We also found a significant effect of type of trial: Accuracy was slightly higher for different-cued trials (81%) than for same-cued trials (77%), F(1, 3) = 18.35, MSE = 0.01, p = .02. However, type of trial did not interact with any other factor, all Fs < 1; critically, it did not interact with entropy disparity, F(6, 18) = 0.66, MSE = 0.09, so that the difference in accuracy between same-cued trials and different-cued trials was not due to lower accuracy to arrays containing any specific number of items. Finally, there was no significant effect of session, nor did session interact with any other factor, all Fs < 1. Thus, there were no reliable changes in accuracy across the 12 testing sessions; just as in mixture testing, the amount of experience with the new number combinations did not affect the birds’ accuracy.

Because we were primarily interested in whether different ways of creating the same levels of array variability measurably affected the birds’ performance, our next analysis focused on mixture and number combinations that portrayed the same entropy disparities: 1.0, 2.0, and 3.0. So, number trials displaying entropy disparity levels of 3.6, 4.32, and 4.58 were not included in the analysis, because there were no corresponding mixture trials with the same entropy disparities. In addition, we dropped trials involving an entropy disparity of 4.0 (the training value); because these trials were identical in the number and mixture conditions (in each case, the arrays comprised 16 items: all same and all different), they could not contribute to any disparities in mixture and number testing performance.

DATA EXTRACT>
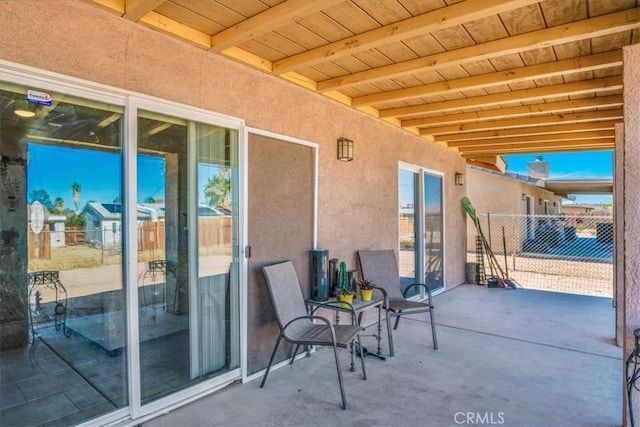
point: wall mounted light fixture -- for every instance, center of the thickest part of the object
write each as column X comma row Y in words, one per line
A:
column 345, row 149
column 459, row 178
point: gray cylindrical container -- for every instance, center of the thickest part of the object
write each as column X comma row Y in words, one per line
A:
--
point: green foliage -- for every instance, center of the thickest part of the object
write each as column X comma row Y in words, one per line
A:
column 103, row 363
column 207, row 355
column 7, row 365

SET TASKS>
A - From the passage on the birds' accuracy, quote everything from "Because we were" down to "number testing performance.".
B - In the passage on the birds' accuracy, which entropy disparity levels did the next analysis of mixture and number combinations focus on?
The lines above are not needed for this work.

REPLIES>
A -
Because we were primarily interested in whether different ways of creating the same levels of array variability measurably affected the birds’ performance, our next analysis focused on mixture and number combinations that portrayed the same entropy disparities: 1.0, 2.0, and 3.0. So, number trials displaying entropy disparity levels of 3.6, 4.32, and 4.58 were not included in the analysis, because there were no corresponding mixture trials with the same entropy disparities. In addition, we dropped trials involving an entropy disparity of 4.0 (the training value); because these trials were identical in the number and mixture conditions (in each case, the arrays comprised 16 items: all same and all different), they could not contribute to any disparities in mixture and number testing performance.

B - It focused on the entropy disparities 1.0, 2.0, and 3.0.